Passage =
>> Start
I understand that at VSCO, building the perfect team is seen as the best investment. I’d love to learn more about the company’s approach to team building—particularly how you’ve gone about creating that ideal team, and your thoughts on nurturing that team. Team building really starts with being intentional about the kind of team we’re creating via hiring, and then putting thought and rigor behind what we encourage and support through our core values. We use that lens to guide our decision making around all things people related. We have a creative group who cares deeply about our vision and what we’re building. Our amazing recruiting team is embedded in that vision and helps to identify candidates who will add to our established culture. Because company culture and in turn, the people we hire, is so key to a healthy business, it’s important that I interview every single person that is hired at VSCO. Greg, my co-founder, and I meet with each new hire on their first day and talk them through the vision of why we started VSCO and how they can play an impactful part in helping drive that vision.

“Because company culture and in turn, the people we hire, is so key to a healthy business, it’s important that I interview every single person that is hired at VSCO.

I love that you take the initiative to interview everyone who’s hired on. Can you give me a better glimpse of what that established culture looks like? How have you found it best to engage everyone in the company? VSCO believes in building a place for creative expression without the anxiety of social pressures and celebrating that which makes us human, welcoming unique and personal backgrounds and experiences. We’re proud to foster that value within VSCO, as we continue to focus on building an inclusive and diverse culture. The best way for me to engage with people is to simply make time to walk around the office and to be sure to talk with everyone and ask them how they are doing. I tend to do this over breakfast or lunch and I am always going for walks with people to grab a coffee.
>> End
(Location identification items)
>> Start
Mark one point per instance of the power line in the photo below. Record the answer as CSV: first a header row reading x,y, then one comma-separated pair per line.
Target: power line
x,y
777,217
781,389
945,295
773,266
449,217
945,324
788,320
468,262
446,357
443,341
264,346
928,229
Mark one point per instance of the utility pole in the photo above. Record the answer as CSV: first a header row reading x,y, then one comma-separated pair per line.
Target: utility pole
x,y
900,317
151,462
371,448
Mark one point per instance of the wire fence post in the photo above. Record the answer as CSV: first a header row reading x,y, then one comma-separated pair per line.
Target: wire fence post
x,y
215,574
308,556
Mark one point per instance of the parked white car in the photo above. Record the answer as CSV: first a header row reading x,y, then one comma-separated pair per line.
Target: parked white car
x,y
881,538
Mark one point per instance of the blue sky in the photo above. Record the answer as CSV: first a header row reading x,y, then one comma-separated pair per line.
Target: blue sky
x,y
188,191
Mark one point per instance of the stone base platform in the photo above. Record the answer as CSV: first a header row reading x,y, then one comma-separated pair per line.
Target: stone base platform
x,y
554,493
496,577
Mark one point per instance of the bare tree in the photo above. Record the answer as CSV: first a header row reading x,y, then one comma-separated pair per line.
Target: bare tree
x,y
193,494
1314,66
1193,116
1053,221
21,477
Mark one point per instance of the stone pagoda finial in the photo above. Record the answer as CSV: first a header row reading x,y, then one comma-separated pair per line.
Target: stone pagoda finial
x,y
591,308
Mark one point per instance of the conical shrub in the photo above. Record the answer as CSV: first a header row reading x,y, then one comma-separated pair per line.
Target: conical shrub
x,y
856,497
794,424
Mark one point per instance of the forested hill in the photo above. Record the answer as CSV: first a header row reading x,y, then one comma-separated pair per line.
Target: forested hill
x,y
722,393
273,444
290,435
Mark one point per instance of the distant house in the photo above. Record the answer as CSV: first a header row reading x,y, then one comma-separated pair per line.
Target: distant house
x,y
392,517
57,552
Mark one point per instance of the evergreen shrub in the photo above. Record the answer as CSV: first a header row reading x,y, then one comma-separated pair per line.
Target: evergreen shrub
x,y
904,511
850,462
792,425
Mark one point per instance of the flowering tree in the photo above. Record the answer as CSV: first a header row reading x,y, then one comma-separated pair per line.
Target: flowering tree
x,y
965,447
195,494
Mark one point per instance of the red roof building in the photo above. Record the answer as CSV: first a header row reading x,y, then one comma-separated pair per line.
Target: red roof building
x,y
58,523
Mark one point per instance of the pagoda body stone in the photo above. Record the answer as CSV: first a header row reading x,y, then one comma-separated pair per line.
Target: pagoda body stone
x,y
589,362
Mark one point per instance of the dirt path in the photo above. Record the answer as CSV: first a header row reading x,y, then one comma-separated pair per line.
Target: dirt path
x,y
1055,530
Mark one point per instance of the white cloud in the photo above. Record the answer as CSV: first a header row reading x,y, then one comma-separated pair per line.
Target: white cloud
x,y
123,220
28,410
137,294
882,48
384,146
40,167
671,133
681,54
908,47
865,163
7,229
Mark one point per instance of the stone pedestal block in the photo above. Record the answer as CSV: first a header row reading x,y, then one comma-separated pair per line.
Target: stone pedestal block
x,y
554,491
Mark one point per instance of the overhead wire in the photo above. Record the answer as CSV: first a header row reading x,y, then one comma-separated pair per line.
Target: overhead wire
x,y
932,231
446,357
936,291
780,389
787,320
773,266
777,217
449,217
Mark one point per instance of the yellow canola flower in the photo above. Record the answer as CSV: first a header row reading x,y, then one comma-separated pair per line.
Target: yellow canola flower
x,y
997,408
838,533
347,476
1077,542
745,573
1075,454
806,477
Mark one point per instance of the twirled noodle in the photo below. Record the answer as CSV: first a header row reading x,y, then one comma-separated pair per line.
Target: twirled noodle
>> End
What to work on = Proceed with the interview about team building at VSCO, picking up after its final sentence. The location identification items are unrelated to this exercise.

Task output =
The best way for me to engage with people is to simply make time to walk around the office and to be sure to talk with everyone and ask them how they are doing.

With an ever-growing community of VSCO users (and I’m sure—list of priorities,) what do your roles look like now, as opposed to what they were when the company was formed in 2011? On one end, the role of a CEO never changes: owning the vision of where we are going and making sure we have what we need as a company to get there. With that said, in the early years, that also meant I was running support, social, finance, legal, and so on. We all wore many hats and did what needed to be done. Today, I spend my time focused on employee recruiting and retention, working with our leadership team on organizational health and effectiveness, and diving deep into the product.

Over the years, VSCO has continued to set the bar for what it means to advance in both tech and creative worlds. Can you talk to me about your approach toward innovation and how you’ve gone about thriving in the creative world? It’s really quite simple. Always put the creator first. We tend to focus on what brings joy and delight and that allows someone to express themselves in a way that we want to express ourselves. It’s also very important to us that we are active participants in our own VSCO community—engaging and learning from our community. 

What exactly does engaging with the VSCO community look like? Everything from events and meetups, to collaborating on content, to VSCO curators highlighting the work that people share on VSCO.

It’s really quite simple. Always put the creator first.

What are some of the current challenges you’re facing in your work? How are you finding it best to simplify these challenges? Our objective is to continue to provide ways for our users to express their visual communication and creativity. We have so many ideas on how we want to go about enhancing the product and experience. There’s never a shortage of ideas, but we have to focus on our unique point of view and vision for the future and stick to it.

I’m curious—when you set out to choose a home for VSCO, why was the city of Oakland such a certainty? How important is the city of Oakland to the success and general ethos of VSCO? I’m from the East Bay and have always loved the city of Oakland. I tell people that Friday nights at the Oakland Museum of California is the best place on earth. You see people from all walks of life celebrating with music, dance, food and art and it is a beautiful thing to see. I also love the fact that every day when I go on a walk for a coffee at a nearby coffee shop I’m not hearing conversations on valuation and rounds of funding, but rather hearing all sorts of talks from chefs to artists to writers to teachers to accountants and so on. I find it extremely inspiring and so does the team here at VSCO.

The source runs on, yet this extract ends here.